▶ _TO DO_
Quote every line of the data below as it stands, omitting pictures.
▼▼▼
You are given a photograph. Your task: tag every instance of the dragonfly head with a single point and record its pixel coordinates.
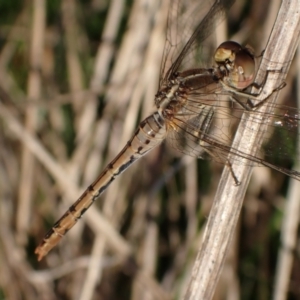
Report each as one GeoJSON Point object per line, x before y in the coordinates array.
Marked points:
{"type": "Point", "coordinates": [237, 62]}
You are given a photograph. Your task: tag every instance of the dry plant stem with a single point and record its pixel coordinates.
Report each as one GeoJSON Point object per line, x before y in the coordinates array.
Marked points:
{"type": "Point", "coordinates": [229, 198]}
{"type": "Point", "coordinates": [289, 227]}
{"type": "Point", "coordinates": [34, 92]}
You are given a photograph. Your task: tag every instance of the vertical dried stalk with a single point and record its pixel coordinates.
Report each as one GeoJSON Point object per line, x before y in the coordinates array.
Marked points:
{"type": "Point", "coordinates": [34, 93]}
{"type": "Point", "coordinates": [225, 212]}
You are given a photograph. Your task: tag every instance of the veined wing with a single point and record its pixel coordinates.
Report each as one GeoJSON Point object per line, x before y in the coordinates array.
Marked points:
{"type": "Point", "coordinates": [205, 125]}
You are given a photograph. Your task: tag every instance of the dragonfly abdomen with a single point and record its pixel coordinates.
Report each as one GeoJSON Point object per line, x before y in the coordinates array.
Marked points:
{"type": "Point", "coordinates": [150, 133]}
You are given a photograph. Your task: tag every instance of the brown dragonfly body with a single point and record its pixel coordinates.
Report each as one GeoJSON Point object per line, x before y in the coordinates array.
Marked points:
{"type": "Point", "coordinates": [186, 103]}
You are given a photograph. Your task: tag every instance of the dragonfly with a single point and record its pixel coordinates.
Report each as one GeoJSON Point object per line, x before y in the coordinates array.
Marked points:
{"type": "Point", "coordinates": [191, 110]}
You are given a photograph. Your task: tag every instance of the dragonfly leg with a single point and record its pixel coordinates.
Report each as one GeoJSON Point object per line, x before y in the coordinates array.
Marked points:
{"type": "Point", "coordinates": [236, 181]}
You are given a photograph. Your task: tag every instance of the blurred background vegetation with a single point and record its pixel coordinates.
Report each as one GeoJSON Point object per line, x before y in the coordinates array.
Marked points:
{"type": "Point", "coordinates": [76, 77]}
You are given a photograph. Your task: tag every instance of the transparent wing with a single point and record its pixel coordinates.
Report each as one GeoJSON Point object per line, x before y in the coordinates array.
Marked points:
{"type": "Point", "coordinates": [206, 125]}
{"type": "Point", "coordinates": [185, 35]}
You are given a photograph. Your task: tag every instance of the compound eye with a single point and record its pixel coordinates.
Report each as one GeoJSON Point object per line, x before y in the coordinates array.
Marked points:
{"type": "Point", "coordinates": [238, 62]}
{"type": "Point", "coordinates": [227, 52]}
{"type": "Point", "coordinates": [245, 68]}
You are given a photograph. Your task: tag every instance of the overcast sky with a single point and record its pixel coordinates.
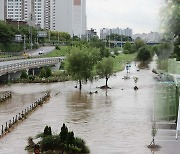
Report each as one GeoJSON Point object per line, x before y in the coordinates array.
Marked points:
{"type": "Point", "coordinates": [140, 15]}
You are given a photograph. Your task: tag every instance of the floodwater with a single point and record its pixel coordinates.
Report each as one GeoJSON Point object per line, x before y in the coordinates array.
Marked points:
{"type": "Point", "coordinates": [113, 121]}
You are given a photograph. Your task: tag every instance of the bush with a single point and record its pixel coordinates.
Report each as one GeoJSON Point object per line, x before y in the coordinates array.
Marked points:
{"type": "Point", "coordinates": [31, 77]}
{"type": "Point", "coordinates": [47, 131]}
{"type": "Point", "coordinates": [50, 143]}
{"type": "Point", "coordinates": [24, 75]}
{"type": "Point", "coordinates": [42, 73]}
{"type": "Point", "coordinates": [58, 48]}
{"type": "Point", "coordinates": [48, 72]}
▲▲▲
▶ _SOLUTION TO THE EXERCISE_
You are given a photograph. Your task: tag every instance of the dragonfly head with a single point and record its pixel coordinates.
Report each as one GeoJSON Point object per line, x before y in the coordinates array.
Marked points:
{"type": "Point", "coordinates": [237, 62]}
You are given a photograph. Your task: tag every instance of the dry plant stem with a single point and record its pixel coordinates.
Report each as one GeoJSON Point object per line, x before y in the coordinates array.
Marked points:
{"type": "Point", "coordinates": [229, 198]}
{"type": "Point", "coordinates": [289, 227]}
{"type": "Point", "coordinates": [34, 92]}
You are given a photograph. Your task: tag every instance of the vertical dried stalk with a single point and record its pixel coordinates.
Report each as one GeoJSON Point object per line, x before y in the coordinates array.
Marked points:
{"type": "Point", "coordinates": [34, 93]}
{"type": "Point", "coordinates": [225, 212]}
You are given a photograph. Your task: tag every instance of the veined wing with a single point and record its pixel coordinates.
Report each as one GeoJSON Point object per line, x before y in the coordinates array.
Marked points:
{"type": "Point", "coordinates": [205, 125]}
You are given a photograph. Your task: tag every instance of the dragonfly abdomen with a single point and record its pixel coordinates.
Report each as one GeoJSON Point object per line, x before y in the coordinates array.
Marked points:
{"type": "Point", "coordinates": [150, 133]}
You are given a photograph. Your task: tag every instance of the brown dragonfly body with a single point and record its pixel coordinates.
Report each as one GeoJSON Point object per line, x before y in the coordinates array.
Marked points:
{"type": "Point", "coordinates": [186, 103]}
You are given a photograph. Your task: tag every instance of the dragonfly with a single point and record its pixel coordinates.
Report each as one GeoJSON Point object per line, x before y in the coordinates array.
Marked points:
{"type": "Point", "coordinates": [191, 110]}
You are given a photograph. Your task: tag every instance of the dragonfly leg with a single point and record its pixel coordinates.
Report each as one GeoJSON Point object per line, x before y in the coordinates array.
Marked points:
{"type": "Point", "coordinates": [236, 181]}
You are given a photograph. Your task: tag every instance of the blurred background vegetation with a single point and record its pixel coordinates.
Report each as one GeoJSON Point object per line, x before y in the coordinates array.
Marked points:
{"type": "Point", "coordinates": [76, 77]}
You are given a photograph. Your task: tag every instance of the transparent wing with a single point and record its pixel coordinates.
Report each as one GeoJSON Point object per line, x before y in the coordinates array.
Marked points:
{"type": "Point", "coordinates": [206, 125]}
{"type": "Point", "coordinates": [185, 35]}
You are given a photograph. Your task: tag every instance of the compound eye with a single point and record its pixel coordinates.
Report each as one GeoJSON Point object per line, x before y in the coordinates array.
Marked points:
{"type": "Point", "coordinates": [238, 62]}
{"type": "Point", "coordinates": [227, 52]}
{"type": "Point", "coordinates": [245, 68]}
You are given a photograph. Your task: tag every instance of the overcast sky with a single point and record its pixel coordinates.
Report each as one GeoJSON Point object per line, x before y in the coordinates array.
Marked points:
{"type": "Point", "coordinates": [140, 15]}
You are given a photograph. Your task: tag every instance of the floodwater with a single point and record its pixel coordinates.
Report each as one GeoJSON Point object per line, x before y in the coordinates array.
Marked points:
{"type": "Point", "coordinates": [113, 121]}
You are given a photograph. Your task: tag every instance of the bush with a single point and record its pixel coordinates.
Report each as one GeoJSON Point object per line, x before y in the coordinates array.
Marked points:
{"type": "Point", "coordinates": [31, 77]}
{"type": "Point", "coordinates": [47, 131]}
{"type": "Point", "coordinates": [50, 143]}
{"type": "Point", "coordinates": [24, 75]}
{"type": "Point", "coordinates": [42, 73]}
{"type": "Point", "coordinates": [58, 48]}
{"type": "Point", "coordinates": [48, 72]}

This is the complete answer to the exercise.